**Passage**
· · · · ·
# Vectorworks Trial?



## bdesmond (Mar 25, 2004)

Is there just not a trial of Vectorworks Spotlight around? It looks more powerful than WYSIWYG in the pictures, on the design side at least, but, I'm not buying it without a trial. For that matter, what's Vectorworks run? They don't seem to have prices either. 

Has anyone here used both? Thoughts?

I am looking at an ETC Express desk, which would make WYSIWYG a lot more useful.

Thanks.


----------



## SteveB (Mar 26, 2004)

>Is there just not a trial of Vectorworks Spotlight around? It looks more powerful than WYSIWYG in the pictures, on the design side at least, but, I'm not buying it without a trial. For that matter, what's Vectorworks run? They don't seem to have prices either. <

I don't think they have a demo version. VW with Spotlight runs $1295 US, but that's list on the VW website, it's cheaper through authorized dealers and MUCH cheaper if used in an educational enviroment.

>Has anyone here used both? Thoughts? 

There's been a few posts from folks who use both, but in general, the consensus seems to be that VW is a better CAD program, in that it has better CAD features, including the ability to be used for purposes other then basic light plot drawings. I use mine a good bit for generic draftings of lighting system renovations. Our Production Manager does stage event layouts, etc... 

WYSIWYG is geared mostly to lighting, with fewer CAD features and uses, but much better visualization capabliities. 

>I am looking at an ETC Express desk, which would make WYSIWYG a lot more useful. 

WYSIWYG is of no real use to you as any kind of link to the Express, unless you upgrade the Express to an Emphasis system. There have been other posts on the lighting forums about Emphasis.
· · · · ·
**Collection entries**
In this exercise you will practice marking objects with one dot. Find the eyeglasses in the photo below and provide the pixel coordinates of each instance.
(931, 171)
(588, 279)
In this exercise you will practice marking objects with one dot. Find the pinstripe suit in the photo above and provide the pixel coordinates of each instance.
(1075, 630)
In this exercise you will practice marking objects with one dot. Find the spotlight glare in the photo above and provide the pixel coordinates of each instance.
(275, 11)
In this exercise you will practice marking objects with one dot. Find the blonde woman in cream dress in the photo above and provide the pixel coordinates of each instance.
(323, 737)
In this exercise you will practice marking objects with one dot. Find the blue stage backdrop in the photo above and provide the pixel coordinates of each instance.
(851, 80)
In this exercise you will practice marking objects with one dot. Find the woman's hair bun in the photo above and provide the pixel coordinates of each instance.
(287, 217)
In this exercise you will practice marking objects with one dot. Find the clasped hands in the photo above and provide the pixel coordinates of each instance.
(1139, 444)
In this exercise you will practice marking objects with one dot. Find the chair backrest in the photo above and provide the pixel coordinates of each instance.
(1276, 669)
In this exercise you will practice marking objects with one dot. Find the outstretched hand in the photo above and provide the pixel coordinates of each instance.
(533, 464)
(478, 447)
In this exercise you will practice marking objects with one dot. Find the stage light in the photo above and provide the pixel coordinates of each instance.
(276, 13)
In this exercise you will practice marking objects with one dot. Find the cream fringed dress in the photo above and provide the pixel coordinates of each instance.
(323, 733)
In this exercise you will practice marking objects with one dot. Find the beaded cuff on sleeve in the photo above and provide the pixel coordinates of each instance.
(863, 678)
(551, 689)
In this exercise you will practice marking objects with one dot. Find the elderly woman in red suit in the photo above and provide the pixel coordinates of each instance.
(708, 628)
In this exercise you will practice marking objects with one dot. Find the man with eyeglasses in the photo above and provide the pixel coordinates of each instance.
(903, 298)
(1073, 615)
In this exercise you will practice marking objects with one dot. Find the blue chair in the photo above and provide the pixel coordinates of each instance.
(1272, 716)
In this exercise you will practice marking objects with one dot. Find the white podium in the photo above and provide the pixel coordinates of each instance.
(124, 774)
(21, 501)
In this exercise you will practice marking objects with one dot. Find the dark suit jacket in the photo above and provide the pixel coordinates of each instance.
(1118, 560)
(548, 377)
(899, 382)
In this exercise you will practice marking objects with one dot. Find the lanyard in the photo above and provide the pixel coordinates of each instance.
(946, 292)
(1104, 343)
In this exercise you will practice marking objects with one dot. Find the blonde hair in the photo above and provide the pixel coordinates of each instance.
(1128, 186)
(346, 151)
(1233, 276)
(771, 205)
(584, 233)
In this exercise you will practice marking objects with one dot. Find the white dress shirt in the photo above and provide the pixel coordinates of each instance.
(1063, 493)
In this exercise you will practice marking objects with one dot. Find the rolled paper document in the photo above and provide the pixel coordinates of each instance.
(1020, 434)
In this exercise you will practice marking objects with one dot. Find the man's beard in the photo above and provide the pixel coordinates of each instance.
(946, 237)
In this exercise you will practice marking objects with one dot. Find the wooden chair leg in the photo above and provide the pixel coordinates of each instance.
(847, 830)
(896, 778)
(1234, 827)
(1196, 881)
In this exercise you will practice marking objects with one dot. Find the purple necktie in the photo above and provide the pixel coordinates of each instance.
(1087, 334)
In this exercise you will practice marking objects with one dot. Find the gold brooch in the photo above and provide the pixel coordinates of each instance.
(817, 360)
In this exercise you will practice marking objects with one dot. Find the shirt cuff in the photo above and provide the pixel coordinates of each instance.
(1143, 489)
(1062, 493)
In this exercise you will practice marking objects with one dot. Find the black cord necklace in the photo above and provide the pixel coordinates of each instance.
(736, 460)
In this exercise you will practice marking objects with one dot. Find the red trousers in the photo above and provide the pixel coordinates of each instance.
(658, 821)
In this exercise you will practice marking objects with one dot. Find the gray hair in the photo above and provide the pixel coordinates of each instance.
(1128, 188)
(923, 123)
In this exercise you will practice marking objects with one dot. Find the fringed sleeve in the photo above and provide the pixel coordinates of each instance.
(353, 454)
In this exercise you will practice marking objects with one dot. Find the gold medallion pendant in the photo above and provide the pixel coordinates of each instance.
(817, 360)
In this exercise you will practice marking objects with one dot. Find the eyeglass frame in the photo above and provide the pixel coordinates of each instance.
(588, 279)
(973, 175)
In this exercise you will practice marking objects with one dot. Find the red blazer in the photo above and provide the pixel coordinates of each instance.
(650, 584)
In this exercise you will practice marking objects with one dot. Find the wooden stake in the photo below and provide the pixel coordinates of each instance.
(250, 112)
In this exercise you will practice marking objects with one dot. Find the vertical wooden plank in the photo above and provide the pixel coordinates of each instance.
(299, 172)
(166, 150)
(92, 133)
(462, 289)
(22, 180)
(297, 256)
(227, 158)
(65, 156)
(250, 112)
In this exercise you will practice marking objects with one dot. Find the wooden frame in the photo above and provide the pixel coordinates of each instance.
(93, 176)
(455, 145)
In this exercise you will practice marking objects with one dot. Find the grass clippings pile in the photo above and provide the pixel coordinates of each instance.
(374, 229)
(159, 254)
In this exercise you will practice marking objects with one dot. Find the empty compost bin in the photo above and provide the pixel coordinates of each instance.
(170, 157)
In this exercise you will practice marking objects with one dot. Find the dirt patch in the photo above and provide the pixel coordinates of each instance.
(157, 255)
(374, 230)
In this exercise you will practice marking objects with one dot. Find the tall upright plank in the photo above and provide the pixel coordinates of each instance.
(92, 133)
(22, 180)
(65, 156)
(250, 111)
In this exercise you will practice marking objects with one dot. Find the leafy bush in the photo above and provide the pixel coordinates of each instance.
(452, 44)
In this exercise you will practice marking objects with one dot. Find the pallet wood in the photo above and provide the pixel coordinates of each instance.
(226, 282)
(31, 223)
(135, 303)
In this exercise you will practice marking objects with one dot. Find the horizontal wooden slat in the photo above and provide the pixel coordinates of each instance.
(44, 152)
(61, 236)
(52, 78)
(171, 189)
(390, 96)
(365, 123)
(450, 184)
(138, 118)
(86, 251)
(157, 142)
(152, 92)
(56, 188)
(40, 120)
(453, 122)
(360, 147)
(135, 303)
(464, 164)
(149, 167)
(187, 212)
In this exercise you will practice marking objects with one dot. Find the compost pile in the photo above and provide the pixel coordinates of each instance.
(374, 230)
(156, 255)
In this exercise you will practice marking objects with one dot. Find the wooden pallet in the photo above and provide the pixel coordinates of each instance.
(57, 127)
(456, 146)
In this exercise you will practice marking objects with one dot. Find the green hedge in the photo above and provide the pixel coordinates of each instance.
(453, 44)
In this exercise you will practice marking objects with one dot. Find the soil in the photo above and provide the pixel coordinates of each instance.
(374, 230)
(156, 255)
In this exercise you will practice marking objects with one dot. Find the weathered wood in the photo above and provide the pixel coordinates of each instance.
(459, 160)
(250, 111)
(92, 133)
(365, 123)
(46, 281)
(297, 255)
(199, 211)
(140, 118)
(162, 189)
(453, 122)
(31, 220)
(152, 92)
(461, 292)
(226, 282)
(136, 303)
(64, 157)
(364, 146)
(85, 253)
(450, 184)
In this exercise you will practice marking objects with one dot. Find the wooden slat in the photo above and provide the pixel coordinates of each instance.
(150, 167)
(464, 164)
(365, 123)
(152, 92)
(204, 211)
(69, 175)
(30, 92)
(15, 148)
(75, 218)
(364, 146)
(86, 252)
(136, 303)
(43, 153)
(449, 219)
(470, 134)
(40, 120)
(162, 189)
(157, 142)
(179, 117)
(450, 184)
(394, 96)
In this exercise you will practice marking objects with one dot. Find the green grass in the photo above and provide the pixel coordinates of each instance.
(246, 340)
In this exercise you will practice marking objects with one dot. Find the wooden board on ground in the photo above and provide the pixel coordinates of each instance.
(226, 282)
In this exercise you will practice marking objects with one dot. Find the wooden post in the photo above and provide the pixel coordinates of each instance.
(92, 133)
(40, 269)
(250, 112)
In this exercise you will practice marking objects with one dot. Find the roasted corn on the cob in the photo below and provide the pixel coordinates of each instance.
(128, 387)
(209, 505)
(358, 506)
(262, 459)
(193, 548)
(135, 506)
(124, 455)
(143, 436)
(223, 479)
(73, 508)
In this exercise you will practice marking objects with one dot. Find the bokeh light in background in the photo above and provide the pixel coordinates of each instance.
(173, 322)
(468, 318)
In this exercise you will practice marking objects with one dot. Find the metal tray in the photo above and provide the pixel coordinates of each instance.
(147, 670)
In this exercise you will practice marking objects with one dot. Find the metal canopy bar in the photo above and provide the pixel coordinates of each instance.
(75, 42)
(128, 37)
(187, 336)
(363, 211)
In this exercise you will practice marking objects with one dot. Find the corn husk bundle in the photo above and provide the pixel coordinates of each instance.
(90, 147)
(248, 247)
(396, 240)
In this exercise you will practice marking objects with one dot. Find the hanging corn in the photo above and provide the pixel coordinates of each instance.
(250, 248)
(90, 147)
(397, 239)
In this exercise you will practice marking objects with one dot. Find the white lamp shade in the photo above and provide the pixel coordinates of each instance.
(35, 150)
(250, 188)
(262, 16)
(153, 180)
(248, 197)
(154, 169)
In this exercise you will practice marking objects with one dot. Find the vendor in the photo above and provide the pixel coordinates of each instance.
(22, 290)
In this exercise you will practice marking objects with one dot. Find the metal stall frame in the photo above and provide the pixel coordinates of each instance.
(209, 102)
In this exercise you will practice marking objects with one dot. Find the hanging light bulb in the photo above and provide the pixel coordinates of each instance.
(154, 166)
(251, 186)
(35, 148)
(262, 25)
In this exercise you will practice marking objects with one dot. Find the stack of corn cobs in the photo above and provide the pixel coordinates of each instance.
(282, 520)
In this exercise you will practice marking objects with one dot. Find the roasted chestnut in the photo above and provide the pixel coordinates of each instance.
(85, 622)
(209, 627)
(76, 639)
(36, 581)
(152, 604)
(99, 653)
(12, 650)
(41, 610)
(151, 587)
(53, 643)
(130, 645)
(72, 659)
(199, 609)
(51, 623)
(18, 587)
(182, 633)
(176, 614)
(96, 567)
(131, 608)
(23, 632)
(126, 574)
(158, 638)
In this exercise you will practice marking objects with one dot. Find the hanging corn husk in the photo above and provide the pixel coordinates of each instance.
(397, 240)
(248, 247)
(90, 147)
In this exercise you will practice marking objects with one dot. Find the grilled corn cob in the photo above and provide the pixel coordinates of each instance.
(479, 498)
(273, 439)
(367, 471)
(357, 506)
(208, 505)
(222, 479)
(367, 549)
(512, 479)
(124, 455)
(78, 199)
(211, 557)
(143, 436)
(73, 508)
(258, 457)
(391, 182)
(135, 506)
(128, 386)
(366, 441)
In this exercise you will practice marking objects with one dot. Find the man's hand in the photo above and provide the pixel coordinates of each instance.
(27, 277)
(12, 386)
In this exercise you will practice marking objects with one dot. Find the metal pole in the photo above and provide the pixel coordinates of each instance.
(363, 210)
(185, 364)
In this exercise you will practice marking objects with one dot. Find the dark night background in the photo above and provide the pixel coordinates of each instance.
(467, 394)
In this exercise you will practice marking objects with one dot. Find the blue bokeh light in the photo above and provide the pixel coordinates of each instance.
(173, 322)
· · · · ·
**Problem A**
List the products named in the forum thread, treating Vectorworks and Vectorworks Spotlight as one item.
**Problem B**
Copy the forum thread word for word, starting at "I don't think" and stopping after "event layouts, etc...".

**Task solution A**
Vectorworks Spotlight, WYSIWYG, ETC Express, Emphasis

**Task solution B**
I don't think they have a demo version. VW with Spotlight runs $1295 US, but that's list on the VW website, it's cheaper through authorized dealers and MUCH cheaper if used in an educational enviroment.

>Has anyone here used both? Thoughts? 

There's been a few posts from folks who use both, but in general, the consensus seems to be that VW is a better CAD program, in that it has better CAD features, including the ability to be used for purposes other then basic light plot drawings. I use mine a good bit for generic draftings of lighting system renovations. Our Production Manager does stage event layouts, etc...